(Collected data entries)
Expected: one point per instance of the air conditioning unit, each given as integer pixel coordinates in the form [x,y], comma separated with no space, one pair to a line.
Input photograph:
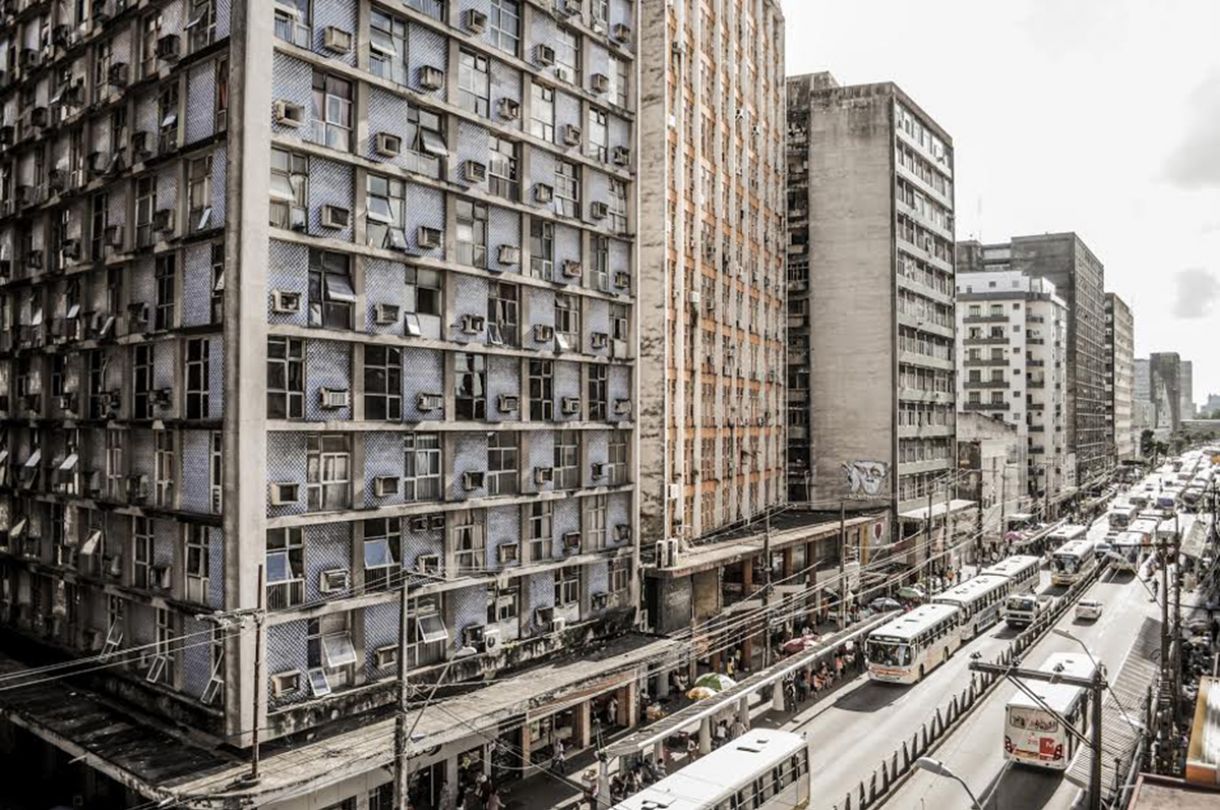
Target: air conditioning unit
[336,216]
[289,114]
[473,21]
[432,78]
[284,493]
[337,40]
[510,109]
[430,401]
[428,238]
[333,581]
[286,303]
[334,398]
[387,144]
[386,486]
[473,171]
[386,314]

- What is expected: Edit the records above by changing "air conditioning unit" to "air conditioner" everywhere it occurs, keeping everything else the same, and leave out the pictures.

- Finished exercise:
Expected: one point per instance of the air conditioner, each given as integer pixel coordinates in the form [x,y], comma separated with no space, one pair to a line.
Input photograph:
Target: air conditioner
[336,216]
[289,114]
[473,21]
[432,78]
[284,493]
[337,40]
[510,109]
[430,401]
[428,238]
[333,581]
[286,303]
[334,398]
[387,144]
[386,486]
[473,171]
[386,314]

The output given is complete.